DATA SUPPLIED section start

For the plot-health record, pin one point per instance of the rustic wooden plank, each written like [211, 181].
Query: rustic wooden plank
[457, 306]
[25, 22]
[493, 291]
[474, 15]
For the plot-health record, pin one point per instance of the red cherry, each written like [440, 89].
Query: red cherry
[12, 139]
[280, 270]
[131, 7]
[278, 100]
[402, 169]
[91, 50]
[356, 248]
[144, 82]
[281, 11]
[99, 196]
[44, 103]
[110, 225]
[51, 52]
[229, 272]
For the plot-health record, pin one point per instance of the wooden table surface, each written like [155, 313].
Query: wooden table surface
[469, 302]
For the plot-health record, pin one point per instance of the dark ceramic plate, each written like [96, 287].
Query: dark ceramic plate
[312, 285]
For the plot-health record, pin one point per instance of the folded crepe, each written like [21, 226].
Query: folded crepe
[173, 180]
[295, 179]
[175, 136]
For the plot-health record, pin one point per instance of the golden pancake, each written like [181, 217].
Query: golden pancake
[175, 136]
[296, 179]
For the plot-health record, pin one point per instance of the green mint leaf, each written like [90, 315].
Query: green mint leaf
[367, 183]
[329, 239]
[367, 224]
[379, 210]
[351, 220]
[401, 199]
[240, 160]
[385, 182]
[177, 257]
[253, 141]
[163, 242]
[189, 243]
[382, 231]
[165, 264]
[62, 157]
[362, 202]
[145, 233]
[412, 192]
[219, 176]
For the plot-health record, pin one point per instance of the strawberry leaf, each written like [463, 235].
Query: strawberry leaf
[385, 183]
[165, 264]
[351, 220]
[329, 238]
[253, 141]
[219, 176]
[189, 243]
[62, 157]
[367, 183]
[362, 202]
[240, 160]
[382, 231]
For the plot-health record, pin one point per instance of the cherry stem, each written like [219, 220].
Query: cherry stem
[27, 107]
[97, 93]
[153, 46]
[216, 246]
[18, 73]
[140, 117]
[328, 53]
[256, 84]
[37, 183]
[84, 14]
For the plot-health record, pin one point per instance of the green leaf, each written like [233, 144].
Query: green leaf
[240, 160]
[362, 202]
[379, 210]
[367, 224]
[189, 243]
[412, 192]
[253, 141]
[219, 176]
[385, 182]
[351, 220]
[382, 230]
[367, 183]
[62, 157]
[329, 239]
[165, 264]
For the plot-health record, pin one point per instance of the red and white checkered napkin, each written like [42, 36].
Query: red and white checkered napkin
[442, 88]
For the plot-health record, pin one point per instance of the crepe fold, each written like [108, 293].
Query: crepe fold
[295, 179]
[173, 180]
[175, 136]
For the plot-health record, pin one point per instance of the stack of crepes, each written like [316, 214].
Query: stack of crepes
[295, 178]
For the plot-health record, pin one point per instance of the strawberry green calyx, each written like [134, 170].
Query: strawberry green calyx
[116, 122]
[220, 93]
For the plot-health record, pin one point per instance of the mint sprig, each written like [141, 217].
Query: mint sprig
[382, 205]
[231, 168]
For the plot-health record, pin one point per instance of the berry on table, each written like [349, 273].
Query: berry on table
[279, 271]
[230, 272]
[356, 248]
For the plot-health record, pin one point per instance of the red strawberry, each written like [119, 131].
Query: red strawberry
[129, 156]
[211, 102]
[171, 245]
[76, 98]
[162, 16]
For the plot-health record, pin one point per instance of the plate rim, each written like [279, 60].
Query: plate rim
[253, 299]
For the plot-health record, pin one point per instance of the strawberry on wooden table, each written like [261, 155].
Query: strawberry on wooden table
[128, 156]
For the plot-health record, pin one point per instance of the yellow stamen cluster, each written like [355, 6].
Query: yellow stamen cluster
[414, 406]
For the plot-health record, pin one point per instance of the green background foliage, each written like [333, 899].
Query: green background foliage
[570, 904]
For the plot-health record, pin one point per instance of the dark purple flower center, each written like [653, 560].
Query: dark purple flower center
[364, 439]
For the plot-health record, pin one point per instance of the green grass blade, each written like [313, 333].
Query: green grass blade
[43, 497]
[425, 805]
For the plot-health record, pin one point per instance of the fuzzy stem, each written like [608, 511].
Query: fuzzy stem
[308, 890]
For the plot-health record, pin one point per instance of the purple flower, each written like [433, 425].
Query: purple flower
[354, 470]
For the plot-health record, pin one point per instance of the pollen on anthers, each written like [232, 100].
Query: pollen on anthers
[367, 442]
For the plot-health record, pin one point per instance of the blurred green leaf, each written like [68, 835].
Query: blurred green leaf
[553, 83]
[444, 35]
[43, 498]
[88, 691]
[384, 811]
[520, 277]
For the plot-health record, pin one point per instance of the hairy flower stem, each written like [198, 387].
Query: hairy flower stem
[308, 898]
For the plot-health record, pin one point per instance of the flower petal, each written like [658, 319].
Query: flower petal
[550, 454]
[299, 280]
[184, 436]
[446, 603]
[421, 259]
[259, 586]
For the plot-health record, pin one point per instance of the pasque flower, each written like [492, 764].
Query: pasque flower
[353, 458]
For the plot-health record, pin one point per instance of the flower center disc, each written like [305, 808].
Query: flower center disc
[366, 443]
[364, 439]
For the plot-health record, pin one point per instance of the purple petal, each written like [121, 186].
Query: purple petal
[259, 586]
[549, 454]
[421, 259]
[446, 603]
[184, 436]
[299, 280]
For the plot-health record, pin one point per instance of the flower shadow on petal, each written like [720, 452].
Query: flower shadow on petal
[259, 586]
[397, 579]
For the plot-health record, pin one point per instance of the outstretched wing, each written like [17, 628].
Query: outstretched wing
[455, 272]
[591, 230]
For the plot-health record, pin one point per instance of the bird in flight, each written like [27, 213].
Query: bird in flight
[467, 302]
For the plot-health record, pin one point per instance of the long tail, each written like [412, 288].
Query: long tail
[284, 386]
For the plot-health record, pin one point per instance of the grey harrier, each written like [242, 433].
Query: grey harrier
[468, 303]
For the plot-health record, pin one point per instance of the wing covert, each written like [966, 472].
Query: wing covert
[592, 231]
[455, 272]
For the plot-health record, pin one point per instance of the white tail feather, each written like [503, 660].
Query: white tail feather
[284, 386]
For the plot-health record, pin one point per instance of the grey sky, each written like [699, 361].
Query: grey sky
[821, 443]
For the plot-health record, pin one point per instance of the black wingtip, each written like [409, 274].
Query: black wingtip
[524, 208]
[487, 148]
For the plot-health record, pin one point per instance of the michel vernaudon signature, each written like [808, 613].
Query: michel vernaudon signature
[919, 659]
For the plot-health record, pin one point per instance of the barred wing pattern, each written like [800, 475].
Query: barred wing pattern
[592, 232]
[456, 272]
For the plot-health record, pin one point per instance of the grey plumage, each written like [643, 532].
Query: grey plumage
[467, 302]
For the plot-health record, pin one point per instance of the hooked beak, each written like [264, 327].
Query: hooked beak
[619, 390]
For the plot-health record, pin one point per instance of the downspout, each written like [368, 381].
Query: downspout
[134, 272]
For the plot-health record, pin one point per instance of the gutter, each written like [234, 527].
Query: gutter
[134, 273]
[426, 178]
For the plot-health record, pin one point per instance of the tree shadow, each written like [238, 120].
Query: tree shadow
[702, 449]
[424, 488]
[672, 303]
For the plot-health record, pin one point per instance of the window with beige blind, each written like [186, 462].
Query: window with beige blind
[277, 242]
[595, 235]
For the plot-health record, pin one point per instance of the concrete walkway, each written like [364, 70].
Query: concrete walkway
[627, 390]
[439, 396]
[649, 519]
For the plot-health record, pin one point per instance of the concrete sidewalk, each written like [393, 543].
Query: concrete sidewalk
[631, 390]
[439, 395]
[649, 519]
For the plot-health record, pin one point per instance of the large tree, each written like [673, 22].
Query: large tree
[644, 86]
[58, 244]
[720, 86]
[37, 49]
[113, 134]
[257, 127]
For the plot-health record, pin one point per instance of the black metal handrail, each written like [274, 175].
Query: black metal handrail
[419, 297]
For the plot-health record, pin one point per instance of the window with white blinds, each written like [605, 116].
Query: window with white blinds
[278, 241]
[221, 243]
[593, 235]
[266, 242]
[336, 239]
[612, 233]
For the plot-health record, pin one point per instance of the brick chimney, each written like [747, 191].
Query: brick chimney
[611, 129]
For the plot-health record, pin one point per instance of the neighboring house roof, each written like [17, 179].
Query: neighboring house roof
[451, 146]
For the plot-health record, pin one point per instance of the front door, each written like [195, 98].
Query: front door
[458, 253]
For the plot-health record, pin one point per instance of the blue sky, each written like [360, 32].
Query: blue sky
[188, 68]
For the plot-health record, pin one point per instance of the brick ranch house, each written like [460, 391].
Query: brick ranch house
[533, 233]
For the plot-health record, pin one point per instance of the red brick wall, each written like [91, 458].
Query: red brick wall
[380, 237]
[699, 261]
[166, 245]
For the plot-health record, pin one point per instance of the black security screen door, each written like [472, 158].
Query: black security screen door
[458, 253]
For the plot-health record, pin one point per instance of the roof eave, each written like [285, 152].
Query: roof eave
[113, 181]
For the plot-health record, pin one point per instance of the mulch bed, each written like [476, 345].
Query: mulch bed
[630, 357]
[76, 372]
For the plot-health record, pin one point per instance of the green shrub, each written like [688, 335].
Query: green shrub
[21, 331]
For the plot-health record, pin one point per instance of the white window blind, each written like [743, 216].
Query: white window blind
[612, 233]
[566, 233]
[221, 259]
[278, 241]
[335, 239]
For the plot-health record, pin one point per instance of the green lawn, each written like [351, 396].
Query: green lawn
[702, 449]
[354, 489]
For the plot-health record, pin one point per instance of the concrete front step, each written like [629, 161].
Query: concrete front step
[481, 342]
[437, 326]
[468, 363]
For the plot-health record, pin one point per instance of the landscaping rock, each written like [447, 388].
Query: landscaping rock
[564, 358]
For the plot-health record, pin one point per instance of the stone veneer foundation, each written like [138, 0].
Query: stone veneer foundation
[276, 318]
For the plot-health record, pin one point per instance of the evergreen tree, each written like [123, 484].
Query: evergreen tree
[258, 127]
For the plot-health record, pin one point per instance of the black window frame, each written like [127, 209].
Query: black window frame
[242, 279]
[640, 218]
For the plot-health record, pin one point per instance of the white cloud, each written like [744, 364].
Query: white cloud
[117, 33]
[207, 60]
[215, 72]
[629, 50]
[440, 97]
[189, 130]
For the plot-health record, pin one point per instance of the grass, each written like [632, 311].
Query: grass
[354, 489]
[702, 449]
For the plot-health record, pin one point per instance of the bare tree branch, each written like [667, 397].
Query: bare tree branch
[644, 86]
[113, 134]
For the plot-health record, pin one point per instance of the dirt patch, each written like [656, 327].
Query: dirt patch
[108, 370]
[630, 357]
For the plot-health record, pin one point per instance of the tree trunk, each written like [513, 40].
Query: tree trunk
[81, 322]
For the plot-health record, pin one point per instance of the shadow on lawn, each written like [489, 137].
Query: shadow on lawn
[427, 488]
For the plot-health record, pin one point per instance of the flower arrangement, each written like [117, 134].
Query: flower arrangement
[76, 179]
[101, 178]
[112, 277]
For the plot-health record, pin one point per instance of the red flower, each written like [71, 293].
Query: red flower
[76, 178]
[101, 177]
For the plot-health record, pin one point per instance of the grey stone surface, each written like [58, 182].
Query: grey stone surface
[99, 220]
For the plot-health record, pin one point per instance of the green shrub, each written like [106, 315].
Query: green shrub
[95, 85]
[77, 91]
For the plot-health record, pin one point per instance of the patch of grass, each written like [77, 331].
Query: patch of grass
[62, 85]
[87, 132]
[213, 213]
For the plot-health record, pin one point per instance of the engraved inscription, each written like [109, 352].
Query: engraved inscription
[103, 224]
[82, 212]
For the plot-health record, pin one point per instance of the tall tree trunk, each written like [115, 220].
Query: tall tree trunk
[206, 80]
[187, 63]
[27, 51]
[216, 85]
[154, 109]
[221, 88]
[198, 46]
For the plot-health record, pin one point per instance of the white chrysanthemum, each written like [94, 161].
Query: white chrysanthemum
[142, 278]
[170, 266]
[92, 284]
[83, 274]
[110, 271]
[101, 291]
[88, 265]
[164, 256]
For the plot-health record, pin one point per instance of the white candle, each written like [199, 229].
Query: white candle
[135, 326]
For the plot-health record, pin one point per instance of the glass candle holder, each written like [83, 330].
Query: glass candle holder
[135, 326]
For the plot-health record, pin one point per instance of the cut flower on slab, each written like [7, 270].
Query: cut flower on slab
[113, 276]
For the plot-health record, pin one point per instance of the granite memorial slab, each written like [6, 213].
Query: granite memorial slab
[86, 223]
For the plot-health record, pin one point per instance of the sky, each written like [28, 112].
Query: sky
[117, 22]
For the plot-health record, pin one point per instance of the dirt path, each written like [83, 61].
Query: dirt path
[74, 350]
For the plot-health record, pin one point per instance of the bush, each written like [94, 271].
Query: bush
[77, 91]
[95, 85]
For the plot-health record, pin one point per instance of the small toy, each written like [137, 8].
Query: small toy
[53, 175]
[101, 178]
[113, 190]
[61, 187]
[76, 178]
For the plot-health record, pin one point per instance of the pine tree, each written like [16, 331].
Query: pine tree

DATA SUPPLIED section end

YOUR TASK ::
Beginning with the line containing "Query: flower shadow on petal" in the material above, copy every line exactly until you have copied the line containing "like [503, 660].".

YOUR SOLUTION ::
Query: flower shadow on petal
[259, 586]
[397, 579]
For the plot-health record, pin one point per instance of the outstretched wing, each written like [17, 628].
Query: outstretched wing
[455, 272]
[591, 230]
For the plot-health record, pin one point per instance of the bird in flight, each written like [27, 213].
Query: bird in flight
[467, 302]
For the plot-health record, pin one point per instance of the long tail, each written like [412, 288].
Query: long tail
[284, 386]
For the plot-health record, pin one point per instance of the grey harrier, each written like [242, 433].
Query: grey harrier
[468, 303]
For the plot-health record, pin one point per instance of the wing covert, each written like [966, 472].
Query: wing covert
[592, 231]
[455, 272]
For the plot-health record, pin one point per instance of the white tail feather, each written like [503, 660].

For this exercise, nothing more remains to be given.